§ STATED EXERCISE
Rewrite the entries below so that every "tag" becomes "label", leaving everything else unchanged.

§ INFORMATION SHOWN
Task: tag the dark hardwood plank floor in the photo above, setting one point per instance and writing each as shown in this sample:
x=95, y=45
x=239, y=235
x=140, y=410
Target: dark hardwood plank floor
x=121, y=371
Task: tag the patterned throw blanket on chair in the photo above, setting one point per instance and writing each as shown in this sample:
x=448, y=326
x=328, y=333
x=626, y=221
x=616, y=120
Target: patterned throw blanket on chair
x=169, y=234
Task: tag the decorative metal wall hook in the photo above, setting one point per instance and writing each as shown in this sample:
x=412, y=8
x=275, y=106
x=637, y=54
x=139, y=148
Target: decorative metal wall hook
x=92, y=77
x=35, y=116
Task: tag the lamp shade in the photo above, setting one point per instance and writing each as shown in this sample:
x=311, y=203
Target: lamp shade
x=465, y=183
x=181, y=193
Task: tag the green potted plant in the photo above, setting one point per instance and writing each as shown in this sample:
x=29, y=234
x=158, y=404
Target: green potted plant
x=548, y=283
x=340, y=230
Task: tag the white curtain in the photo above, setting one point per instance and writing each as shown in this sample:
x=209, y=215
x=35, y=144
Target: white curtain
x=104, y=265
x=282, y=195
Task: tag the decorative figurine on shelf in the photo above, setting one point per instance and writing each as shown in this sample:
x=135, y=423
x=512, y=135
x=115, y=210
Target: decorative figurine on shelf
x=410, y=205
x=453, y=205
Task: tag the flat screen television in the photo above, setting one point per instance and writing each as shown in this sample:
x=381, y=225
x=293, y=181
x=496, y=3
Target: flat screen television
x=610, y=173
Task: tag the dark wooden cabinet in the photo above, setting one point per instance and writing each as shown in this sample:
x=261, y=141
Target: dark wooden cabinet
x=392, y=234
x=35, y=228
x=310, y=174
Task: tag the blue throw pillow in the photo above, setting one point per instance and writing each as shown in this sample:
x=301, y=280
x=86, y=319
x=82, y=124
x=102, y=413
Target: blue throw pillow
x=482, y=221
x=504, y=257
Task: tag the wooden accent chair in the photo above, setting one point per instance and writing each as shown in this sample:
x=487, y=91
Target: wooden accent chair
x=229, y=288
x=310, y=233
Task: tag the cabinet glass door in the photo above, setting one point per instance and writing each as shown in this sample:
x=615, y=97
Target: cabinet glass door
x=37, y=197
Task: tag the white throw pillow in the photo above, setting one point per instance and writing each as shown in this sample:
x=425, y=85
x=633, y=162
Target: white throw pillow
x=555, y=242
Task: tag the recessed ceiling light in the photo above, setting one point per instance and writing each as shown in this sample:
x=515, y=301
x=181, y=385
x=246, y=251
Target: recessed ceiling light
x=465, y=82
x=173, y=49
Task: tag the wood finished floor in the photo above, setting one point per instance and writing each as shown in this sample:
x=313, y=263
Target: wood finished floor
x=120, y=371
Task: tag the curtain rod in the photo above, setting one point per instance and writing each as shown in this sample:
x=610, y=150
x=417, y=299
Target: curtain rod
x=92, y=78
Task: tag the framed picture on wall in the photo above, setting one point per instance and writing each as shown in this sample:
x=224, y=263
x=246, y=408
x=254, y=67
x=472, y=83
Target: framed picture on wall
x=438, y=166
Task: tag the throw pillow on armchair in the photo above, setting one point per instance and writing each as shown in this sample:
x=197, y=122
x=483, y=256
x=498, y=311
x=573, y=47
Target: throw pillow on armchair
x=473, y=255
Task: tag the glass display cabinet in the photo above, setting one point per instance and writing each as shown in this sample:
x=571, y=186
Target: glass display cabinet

§ WORKED ANSWER
Task: label the dark hardwood plank floor in the photo above, setting one point per instance and writing each as shown in this sample:
x=95, y=45
x=239, y=235
x=140, y=410
Target: dark hardwood plank floor
x=121, y=371
Task: label the patterned throw blanket on chair in the photo above, setting one point per instance and writing each as shown in this sample:
x=448, y=326
x=328, y=333
x=626, y=221
x=616, y=120
Target: patterned throw blanket on chair
x=169, y=234
Task: label the decorative metal wall hook in the photo above, setting one point per instance and writing each as shown in this sample:
x=412, y=8
x=275, y=106
x=637, y=54
x=139, y=148
Target: decorative metal wall hook
x=92, y=77
x=35, y=116
Task: label the lamp shade in the photo above, setting one point per instance and writing each as shown in this sample:
x=311, y=203
Target: lamp shade
x=465, y=183
x=181, y=193
Task: label the green potted plant in the photo above, setting one point per instance and writing each as shown in this sample:
x=29, y=234
x=158, y=404
Target: green potted plant
x=548, y=283
x=340, y=230
Task: label the white curtain in the photo above, setting one point per instance and writing each as shown in this sample:
x=209, y=215
x=35, y=144
Target: white curtain
x=104, y=265
x=282, y=195
Task: label the decorative figurine on shelf in the photo above, setting one point per instance and writing each as shown in this sample:
x=135, y=423
x=512, y=135
x=115, y=210
Target: decorative figurine on shelf
x=410, y=205
x=453, y=205
Task: label the flat screen television in the photo above, setting one point per instance and writing each as shown in this sample:
x=381, y=225
x=293, y=181
x=496, y=3
Target: flat screen television
x=610, y=173
Task: label the dark wooden cabinet in the photo above, setting one point per instance and writing each as shown in this sample:
x=261, y=141
Target: dark wooden cabinet
x=392, y=234
x=35, y=228
x=310, y=174
Task: label the blue throw pillow in the photo above, setting one point per instance and writing each as shown in this sample:
x=301, y=280
x=86, y=319
x=82, y=124
x=102, y=413
Target: blue throw pillow
x=482, y=221
x=504, y=257
Task: label the wooden accent chair in the photo above, setting one point per instance and writing each as shown in this sample:
x=487, y=91
Target: wooden accent chair
x=229, y=288
x=310, y=233
Task: label the cabinet glass door in the photo above, setting one point per instance and writing each as shown in this sample:
x=615, y=97
Target: cabinet glass door
x=37, y=197
Task: label the white throw pillow in the photo above, setting one point per instance and writing each as shown in this sample:
x=425, y=85
x=633, y=162
Target: white throw pillow
x=555, y=242
Task: label the recessed ceiling light in the photo above, setting one point per instance and writing each as shown in this sample:
x=515, y=301
x=181, y=385
x=246, y=251
Target: recessed ceiling light
x=465, y=82
x=173, y=49
Task: label the wood finished floor in the photo above, setting one point per instance and writing each as shown in this sample:
x=313, y=263
Target: wood finished floor
x=120, y=371
Task: label the curtain rod in the photo above, setting one point per instance and writing each as shown in this sample:
x=610, y=150
x=417, y=299
Target: curtain rod
x=92, y=78
Task: label the framed picture on wall in the photo above, setting one point per instance and writing each as shown in this sample:
x=224, y=263
x=246, y=408
x=254, y=67
x=472, y=83
Target: framed picture on wall
x=438, y=166
Task: label the throw pillow on armchair in the photo above, setting one point per instance and writing each as shown in this sample:
x=197, y=122
x=483, y=256
x=498, y=311
x=573, y=47
Target: throw pillow on armchair
x=473, y=255
Task: label the glass display cabinet in the photo above, setting one point per instance and writing each as shown in this sample:
x=571, y=186
Target: glass display cabinet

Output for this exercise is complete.